DATA PROVIDED section start

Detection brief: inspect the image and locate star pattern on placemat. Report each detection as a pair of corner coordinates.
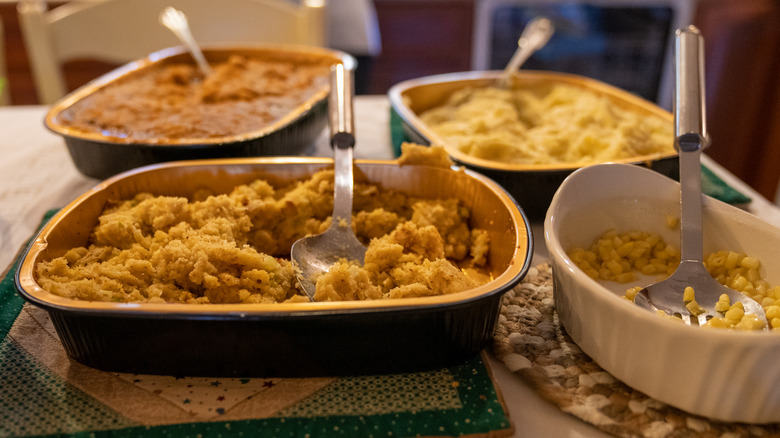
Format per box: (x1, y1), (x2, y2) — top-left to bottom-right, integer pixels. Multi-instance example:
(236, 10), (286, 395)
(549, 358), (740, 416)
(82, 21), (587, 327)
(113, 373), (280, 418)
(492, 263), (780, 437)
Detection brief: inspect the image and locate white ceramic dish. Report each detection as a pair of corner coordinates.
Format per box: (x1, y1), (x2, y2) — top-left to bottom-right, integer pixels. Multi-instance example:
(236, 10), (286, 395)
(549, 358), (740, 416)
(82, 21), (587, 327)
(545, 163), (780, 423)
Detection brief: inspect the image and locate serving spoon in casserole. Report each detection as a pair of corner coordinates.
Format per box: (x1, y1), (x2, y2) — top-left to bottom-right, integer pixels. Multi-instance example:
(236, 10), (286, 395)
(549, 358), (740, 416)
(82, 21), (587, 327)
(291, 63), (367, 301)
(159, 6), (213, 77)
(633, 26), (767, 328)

DATA PROVIDED section end
DATA PROVIDED section start

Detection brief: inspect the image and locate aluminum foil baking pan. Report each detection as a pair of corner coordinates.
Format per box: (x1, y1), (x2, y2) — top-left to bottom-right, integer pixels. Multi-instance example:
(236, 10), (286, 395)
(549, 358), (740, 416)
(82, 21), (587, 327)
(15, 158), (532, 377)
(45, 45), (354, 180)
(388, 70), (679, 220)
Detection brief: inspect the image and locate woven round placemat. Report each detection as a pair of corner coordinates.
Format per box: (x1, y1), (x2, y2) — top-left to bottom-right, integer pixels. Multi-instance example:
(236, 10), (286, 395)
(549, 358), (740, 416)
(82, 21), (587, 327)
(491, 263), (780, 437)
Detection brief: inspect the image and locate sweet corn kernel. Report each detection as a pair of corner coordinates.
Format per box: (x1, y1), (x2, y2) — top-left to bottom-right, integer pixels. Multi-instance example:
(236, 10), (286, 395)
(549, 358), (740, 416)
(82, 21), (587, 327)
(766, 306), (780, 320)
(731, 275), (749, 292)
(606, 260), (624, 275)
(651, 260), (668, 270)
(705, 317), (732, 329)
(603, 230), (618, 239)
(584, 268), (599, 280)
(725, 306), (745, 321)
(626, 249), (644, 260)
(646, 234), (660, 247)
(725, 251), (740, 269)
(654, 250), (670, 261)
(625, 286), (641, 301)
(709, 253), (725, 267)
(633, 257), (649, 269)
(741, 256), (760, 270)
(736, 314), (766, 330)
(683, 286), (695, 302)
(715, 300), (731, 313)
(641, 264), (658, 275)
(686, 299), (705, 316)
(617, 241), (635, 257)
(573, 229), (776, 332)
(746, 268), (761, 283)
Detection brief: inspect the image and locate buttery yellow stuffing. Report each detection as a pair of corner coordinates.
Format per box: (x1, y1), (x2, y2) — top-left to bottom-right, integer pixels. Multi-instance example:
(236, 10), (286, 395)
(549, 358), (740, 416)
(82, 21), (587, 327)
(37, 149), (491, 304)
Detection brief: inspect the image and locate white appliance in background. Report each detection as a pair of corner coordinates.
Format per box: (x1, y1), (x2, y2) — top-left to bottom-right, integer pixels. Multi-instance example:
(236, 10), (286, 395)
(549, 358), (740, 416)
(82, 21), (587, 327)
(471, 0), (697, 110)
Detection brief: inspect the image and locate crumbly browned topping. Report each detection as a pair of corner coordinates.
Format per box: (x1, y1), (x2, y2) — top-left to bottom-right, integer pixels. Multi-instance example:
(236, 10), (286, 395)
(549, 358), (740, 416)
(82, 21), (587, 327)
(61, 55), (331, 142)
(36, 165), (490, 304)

DATA PROVIDED section end
DATA PROVIDED section start

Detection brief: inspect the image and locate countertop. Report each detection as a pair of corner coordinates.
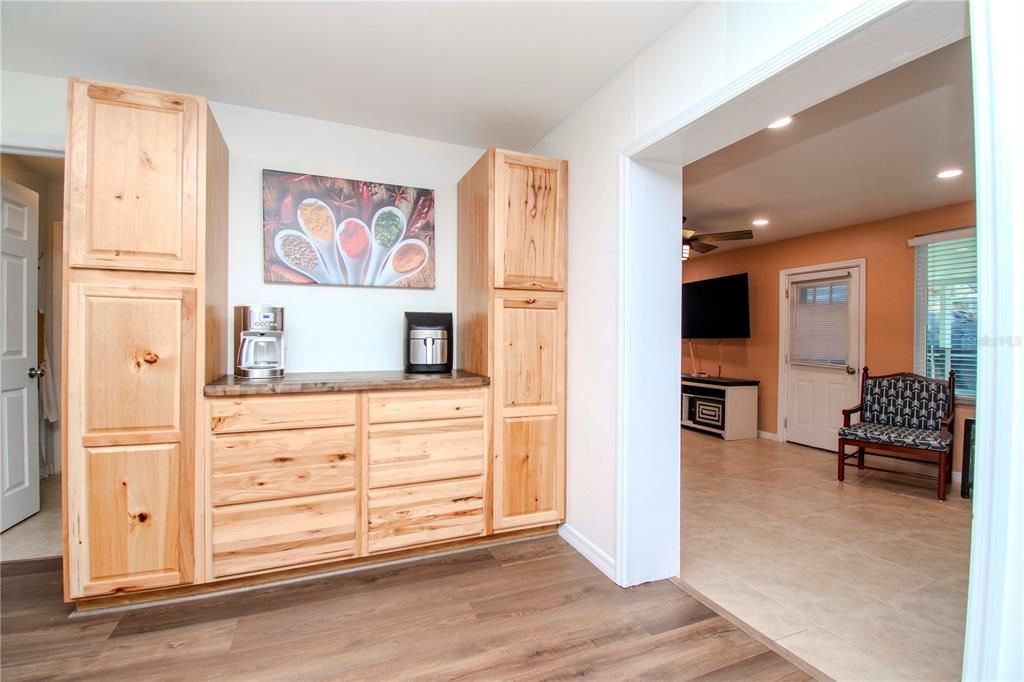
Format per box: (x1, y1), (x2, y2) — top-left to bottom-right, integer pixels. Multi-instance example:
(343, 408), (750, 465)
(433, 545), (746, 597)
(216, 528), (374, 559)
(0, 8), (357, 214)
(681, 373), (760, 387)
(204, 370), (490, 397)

DATA PROVIDED section end

▶ WORK TO COMPLETE
Every line above with the word "white" belongs in the answer, copied as written.

▶ WRITTEN SOLUTION
Detection brief: inspect the image and locate white ceramic dish. Report each detection as a pair of corner coordinates.
Detection brief: inspect the image and locate white appliance in background. Report each detection as a pair of corner coordinates.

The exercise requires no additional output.